## [Objective]
Output, with no changes, the span of lines that opens with the line containing "Place one keypoint per instance of the door frame" and closes with the last line.

## [Data section]

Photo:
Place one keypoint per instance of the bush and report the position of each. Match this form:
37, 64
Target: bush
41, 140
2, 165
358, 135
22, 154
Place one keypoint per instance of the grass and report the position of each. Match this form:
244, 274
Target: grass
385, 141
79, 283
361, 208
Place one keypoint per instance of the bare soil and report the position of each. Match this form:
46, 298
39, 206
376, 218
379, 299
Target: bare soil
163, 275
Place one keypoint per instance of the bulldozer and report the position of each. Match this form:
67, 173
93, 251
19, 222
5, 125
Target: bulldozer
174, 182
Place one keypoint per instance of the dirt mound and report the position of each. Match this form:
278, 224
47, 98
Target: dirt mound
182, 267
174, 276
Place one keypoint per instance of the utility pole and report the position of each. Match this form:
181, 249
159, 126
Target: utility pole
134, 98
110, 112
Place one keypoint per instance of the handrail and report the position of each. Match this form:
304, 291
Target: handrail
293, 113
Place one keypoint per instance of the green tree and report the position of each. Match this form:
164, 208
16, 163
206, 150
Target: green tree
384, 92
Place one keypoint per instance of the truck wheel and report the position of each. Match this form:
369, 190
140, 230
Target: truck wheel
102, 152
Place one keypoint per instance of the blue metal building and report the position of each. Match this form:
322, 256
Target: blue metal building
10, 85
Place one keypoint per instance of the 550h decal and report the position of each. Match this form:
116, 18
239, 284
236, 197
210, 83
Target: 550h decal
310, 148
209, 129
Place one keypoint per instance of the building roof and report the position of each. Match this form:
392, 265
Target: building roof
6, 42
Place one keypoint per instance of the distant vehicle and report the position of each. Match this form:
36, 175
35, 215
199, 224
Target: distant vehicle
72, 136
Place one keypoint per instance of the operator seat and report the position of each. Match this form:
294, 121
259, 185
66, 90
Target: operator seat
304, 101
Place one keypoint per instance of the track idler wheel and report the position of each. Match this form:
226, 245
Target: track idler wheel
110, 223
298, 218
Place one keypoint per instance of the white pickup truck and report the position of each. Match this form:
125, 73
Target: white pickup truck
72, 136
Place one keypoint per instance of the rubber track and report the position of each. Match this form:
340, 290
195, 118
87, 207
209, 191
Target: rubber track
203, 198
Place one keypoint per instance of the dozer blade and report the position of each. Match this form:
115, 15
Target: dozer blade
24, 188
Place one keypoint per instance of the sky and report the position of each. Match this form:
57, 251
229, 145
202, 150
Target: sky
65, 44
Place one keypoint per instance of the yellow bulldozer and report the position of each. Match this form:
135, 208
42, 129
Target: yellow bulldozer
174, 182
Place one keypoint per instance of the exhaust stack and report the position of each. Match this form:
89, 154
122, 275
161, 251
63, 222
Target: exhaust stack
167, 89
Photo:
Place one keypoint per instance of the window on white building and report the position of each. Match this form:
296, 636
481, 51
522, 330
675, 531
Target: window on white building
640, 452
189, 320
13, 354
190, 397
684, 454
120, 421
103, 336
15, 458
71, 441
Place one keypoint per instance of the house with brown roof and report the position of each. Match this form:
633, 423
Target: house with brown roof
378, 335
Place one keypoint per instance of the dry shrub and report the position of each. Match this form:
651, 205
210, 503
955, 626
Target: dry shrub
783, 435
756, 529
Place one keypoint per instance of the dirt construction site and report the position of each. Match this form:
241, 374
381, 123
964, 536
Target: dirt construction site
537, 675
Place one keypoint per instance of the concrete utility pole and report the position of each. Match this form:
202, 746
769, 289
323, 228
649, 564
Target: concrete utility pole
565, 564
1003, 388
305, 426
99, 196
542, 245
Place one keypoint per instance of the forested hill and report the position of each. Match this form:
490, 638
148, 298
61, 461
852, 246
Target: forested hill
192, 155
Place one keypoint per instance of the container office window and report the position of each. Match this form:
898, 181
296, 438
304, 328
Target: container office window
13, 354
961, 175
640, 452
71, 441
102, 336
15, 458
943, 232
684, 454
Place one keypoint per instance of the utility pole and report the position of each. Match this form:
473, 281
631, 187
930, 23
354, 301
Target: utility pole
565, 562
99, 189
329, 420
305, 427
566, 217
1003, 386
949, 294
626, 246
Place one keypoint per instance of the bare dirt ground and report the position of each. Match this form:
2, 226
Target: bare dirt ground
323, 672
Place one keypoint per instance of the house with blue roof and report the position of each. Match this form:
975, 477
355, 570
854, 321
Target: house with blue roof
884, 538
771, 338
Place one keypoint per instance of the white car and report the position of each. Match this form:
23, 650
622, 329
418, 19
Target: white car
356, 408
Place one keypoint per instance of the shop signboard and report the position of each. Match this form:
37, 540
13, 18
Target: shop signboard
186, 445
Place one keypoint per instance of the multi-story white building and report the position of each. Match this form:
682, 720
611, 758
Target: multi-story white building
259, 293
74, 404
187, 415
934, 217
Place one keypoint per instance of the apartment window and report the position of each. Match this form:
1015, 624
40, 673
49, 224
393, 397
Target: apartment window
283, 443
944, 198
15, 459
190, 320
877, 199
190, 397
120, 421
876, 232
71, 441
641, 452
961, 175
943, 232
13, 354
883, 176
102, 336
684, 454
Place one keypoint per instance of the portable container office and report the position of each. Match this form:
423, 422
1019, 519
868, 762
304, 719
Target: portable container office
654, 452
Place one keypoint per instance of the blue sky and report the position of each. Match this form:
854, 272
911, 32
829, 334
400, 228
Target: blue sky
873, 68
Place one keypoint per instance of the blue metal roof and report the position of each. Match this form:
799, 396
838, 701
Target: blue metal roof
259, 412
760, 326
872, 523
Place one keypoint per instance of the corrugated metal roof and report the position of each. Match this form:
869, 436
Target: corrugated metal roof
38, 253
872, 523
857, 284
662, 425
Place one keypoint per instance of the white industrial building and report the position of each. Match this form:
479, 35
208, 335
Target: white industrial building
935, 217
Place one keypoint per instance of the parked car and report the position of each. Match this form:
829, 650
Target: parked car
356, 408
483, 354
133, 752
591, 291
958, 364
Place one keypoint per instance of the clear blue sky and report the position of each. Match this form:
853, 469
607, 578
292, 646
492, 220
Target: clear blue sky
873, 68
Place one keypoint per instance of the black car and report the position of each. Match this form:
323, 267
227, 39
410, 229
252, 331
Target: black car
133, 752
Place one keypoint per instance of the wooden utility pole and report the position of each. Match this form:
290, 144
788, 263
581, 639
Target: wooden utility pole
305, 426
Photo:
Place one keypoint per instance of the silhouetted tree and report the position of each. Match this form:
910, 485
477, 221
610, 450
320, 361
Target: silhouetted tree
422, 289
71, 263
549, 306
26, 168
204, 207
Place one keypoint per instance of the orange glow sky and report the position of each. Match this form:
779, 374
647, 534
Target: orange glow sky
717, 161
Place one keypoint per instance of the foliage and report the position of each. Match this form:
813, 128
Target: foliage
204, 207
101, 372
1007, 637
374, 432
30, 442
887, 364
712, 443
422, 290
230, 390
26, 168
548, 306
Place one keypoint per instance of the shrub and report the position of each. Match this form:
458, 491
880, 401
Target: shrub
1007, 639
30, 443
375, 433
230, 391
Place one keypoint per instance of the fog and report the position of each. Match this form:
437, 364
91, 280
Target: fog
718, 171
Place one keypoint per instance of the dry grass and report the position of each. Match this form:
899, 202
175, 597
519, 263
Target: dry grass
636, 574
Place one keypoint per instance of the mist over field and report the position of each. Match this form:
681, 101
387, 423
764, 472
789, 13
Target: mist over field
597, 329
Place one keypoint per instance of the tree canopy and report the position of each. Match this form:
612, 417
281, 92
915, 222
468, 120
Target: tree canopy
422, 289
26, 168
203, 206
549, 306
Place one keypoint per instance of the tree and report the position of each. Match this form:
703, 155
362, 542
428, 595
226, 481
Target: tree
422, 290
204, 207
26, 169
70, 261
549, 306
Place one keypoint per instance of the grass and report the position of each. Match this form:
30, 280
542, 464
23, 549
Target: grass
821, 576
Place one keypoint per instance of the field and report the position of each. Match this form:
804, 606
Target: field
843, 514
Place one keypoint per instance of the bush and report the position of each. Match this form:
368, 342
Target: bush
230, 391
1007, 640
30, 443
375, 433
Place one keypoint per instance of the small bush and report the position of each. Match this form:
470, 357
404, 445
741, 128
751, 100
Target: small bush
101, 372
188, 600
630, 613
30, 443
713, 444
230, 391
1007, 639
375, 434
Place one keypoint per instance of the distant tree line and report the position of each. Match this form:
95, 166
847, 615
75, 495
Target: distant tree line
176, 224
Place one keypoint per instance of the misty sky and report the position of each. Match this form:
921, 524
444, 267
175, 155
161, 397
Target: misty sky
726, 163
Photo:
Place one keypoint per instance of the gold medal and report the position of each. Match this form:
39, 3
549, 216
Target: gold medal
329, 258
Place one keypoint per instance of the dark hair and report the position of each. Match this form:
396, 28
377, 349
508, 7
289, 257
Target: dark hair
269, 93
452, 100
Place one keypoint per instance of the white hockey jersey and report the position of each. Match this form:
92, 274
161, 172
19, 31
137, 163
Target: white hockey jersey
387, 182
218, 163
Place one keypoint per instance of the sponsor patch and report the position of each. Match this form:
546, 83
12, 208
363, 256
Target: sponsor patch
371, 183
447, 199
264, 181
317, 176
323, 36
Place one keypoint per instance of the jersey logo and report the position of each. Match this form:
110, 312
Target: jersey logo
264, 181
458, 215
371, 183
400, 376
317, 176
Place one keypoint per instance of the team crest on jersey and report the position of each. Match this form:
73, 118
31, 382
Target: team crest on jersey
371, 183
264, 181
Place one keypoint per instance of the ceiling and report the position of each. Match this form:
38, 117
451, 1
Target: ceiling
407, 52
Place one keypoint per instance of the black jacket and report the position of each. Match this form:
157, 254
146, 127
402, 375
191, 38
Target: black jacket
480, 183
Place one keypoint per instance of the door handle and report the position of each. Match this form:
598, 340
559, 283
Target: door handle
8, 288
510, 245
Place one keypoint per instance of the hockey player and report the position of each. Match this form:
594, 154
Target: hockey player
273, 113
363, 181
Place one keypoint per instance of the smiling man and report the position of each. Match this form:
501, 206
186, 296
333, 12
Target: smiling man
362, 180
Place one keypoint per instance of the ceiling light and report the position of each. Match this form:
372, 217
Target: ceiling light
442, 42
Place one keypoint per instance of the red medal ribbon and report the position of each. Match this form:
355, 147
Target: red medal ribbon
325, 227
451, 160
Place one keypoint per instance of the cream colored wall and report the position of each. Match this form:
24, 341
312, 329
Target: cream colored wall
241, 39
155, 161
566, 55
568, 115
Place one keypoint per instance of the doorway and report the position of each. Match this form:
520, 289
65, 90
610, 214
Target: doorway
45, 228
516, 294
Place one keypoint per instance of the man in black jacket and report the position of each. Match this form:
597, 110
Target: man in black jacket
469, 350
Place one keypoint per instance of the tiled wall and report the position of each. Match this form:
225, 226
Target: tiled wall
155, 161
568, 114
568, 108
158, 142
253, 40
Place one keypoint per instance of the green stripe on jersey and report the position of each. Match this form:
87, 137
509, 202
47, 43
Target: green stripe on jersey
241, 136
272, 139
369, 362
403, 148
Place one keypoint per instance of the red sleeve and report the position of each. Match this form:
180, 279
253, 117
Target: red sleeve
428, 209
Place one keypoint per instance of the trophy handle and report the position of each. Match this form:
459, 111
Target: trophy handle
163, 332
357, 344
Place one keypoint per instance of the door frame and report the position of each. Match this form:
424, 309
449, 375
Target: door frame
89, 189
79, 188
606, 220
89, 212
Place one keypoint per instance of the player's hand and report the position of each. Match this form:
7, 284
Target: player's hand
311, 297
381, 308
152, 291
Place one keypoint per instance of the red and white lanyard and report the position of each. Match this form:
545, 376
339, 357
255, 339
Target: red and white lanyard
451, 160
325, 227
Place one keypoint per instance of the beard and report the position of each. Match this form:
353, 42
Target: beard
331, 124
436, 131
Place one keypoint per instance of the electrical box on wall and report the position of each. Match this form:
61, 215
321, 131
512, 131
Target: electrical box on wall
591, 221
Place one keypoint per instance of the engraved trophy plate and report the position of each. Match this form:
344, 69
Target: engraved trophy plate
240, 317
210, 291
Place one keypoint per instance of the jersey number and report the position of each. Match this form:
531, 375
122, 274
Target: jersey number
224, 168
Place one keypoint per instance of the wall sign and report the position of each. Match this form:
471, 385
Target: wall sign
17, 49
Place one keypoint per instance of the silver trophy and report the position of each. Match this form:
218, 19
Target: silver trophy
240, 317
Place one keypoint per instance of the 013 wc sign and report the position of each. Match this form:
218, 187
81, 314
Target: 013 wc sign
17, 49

## [Complete response]
Place one keypoint per instance of the door frame and report the position of each. Match this form:
424, 309
449, 375
Target: door frame
89, 189
79, 188
606, 220
89, 212
Place one keypoint per instance of the player's hand and report the position of each. Match this form:
7, 284
Target: player's hand
311, 297
381, 308
152, 291
Place one keypoint per instance of the red and white lanyard and report the position of each. Match this form:
545, 376
339, 357
255, 339
Target: red and white lanyard
451, 160
325, 227
Place one keypoint per instance of the beard and report the position of each. Match this form:
353, 42
Target: beard
331, 124
436, 131
Place one keypoint per instance of the electrical box on wall and report the position of each. Match this form:
61, 215
321, 131
512, 131
Target: electrical box on wall
591, 221
Place one keypoint per instance of the engraved trophy plate and report the position of each. Match this form:
344, 69
Target: engraved trophy plate
240, 317
210, 291
Place one keypoint per instance of the jersey number and report the position of each. Match this form:
531, 375
122, 274
Target: jersey number
224, 168
Place one keypoint per instance of the wall sign and report the position of each. Match this form:
471, 385
Target: wall sign
17, 49
Place one keypoint per instance of the silver trophy and report the position of each. Match this form:
218, 19
Target: silver trophy
240, 317
Place one keypoint per instance of the 013 wc sign and report the position of each. Match this form:
218, 187
81, 314
Target: 013 wc sign
17, 49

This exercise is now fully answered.